Rewrite the data below as a numbered list, omitting any blank lines.

[Start SUPPLIED RECORDS]

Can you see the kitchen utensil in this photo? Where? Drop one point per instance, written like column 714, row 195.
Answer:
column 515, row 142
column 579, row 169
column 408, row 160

[End SUPPLIED RECORDS]

• TASK RESPONSE
1. Can you see the kitchen utensil in this photo? Where? Drop one point per instance, written like column 714, row 195.
2. Answer:
3. column 515, row 142
4. column 579, row 169
5. column 408, row 160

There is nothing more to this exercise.